#### Exercise directions
Rewrite the records in the stretch from the line containing "of the overcast" through the end of the records as a two-column CSV with the columns input and output. Each row is one record: its text in input and its answer in output, each in a single quoted field with line breaks turned into spaces.

#### Point annotation dataset records
------------------------------------------------------------------------
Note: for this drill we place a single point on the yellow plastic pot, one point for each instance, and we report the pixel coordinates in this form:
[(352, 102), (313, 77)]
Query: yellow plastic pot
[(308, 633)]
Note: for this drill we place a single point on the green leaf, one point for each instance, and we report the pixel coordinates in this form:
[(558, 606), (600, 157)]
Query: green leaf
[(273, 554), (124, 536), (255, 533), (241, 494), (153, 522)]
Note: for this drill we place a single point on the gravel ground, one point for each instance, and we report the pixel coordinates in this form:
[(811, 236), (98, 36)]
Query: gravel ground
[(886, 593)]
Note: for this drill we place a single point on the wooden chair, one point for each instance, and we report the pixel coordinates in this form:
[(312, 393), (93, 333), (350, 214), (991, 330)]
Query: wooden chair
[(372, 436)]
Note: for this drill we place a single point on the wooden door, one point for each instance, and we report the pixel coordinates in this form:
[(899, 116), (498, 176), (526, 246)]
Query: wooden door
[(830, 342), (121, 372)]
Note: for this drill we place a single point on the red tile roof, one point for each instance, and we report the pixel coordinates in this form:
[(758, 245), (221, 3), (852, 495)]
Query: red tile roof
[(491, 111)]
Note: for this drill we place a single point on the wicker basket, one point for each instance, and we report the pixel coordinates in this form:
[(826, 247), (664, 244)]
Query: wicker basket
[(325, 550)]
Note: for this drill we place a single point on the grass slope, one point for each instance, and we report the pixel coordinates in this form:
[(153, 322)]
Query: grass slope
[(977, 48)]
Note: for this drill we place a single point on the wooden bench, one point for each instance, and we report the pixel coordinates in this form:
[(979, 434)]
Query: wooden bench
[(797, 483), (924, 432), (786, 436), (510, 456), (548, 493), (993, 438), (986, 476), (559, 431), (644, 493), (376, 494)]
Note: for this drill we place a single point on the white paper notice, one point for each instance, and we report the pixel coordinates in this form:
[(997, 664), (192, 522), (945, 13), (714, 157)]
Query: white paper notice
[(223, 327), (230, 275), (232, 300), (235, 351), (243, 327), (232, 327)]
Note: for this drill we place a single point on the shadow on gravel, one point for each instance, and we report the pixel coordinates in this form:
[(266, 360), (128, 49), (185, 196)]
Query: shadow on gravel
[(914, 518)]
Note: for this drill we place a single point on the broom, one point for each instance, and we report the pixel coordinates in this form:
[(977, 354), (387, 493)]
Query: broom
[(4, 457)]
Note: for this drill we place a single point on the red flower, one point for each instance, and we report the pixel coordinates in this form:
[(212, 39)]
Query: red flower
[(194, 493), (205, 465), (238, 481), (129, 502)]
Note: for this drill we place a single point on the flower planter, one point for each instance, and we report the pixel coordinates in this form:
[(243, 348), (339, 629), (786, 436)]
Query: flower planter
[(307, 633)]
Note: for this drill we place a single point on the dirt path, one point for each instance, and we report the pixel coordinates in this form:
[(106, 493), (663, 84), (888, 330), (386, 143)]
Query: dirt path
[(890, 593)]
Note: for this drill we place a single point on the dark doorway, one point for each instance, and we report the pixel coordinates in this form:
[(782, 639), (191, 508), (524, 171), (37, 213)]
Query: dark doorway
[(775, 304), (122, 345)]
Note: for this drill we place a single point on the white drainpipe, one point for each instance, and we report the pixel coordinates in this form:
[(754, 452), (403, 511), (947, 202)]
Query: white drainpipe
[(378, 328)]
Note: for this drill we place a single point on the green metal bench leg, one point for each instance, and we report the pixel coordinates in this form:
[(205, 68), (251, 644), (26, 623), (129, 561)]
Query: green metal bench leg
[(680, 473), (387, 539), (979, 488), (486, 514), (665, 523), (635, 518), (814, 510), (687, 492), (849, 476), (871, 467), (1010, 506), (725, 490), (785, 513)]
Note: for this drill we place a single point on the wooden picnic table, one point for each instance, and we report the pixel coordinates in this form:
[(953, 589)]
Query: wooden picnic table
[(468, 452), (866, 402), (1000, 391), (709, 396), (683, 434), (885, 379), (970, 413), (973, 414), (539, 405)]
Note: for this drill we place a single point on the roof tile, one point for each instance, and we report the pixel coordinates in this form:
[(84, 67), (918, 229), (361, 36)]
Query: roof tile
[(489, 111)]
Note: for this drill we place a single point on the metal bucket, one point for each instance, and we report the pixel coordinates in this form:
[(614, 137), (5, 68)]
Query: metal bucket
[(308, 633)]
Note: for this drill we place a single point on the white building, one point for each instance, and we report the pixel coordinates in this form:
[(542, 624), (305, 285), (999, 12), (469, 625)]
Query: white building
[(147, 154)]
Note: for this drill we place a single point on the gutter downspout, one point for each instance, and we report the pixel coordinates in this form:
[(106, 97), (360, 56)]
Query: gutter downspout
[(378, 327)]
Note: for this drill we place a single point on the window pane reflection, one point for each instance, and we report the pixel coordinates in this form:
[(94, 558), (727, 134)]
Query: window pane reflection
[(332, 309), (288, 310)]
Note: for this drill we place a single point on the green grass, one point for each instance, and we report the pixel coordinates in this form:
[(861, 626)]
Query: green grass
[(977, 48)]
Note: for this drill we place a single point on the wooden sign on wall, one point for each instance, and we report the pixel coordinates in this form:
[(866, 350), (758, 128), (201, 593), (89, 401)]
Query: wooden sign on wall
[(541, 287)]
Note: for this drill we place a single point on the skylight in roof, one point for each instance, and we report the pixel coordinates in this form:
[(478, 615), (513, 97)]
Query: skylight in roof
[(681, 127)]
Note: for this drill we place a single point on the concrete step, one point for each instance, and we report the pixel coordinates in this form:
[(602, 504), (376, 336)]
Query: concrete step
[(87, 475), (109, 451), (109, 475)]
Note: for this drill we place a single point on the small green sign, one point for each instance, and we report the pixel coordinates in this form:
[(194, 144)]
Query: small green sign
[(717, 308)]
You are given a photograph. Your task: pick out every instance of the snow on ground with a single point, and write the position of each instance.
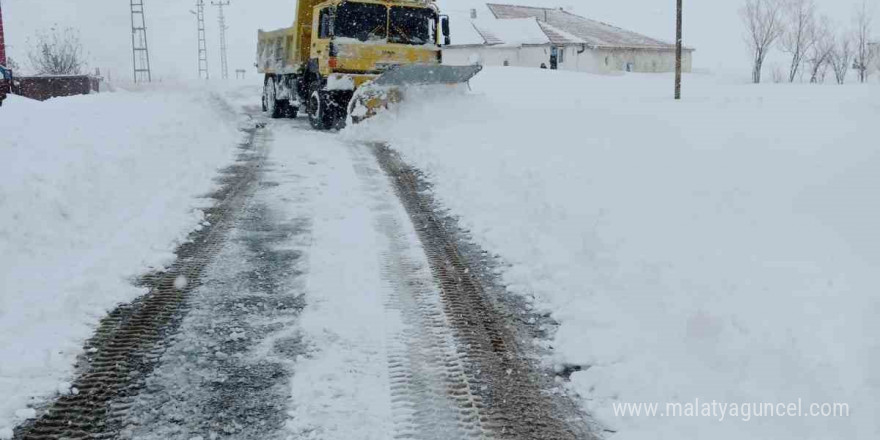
(341, 389)
(94, 190)
(722, 248)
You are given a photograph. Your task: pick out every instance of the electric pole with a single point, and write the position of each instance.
(2, 42)
(678, 38)
(203, 45)
(140, 54)
(224, 68)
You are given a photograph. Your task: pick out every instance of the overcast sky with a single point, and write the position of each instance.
(711, 26)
------------------------------------------------------------------------
#### Full response
input,output
"You are given a photograph. Your task: pick out every instance of the overcast sky with a single point, and write the position of each instance.","(711, 26)"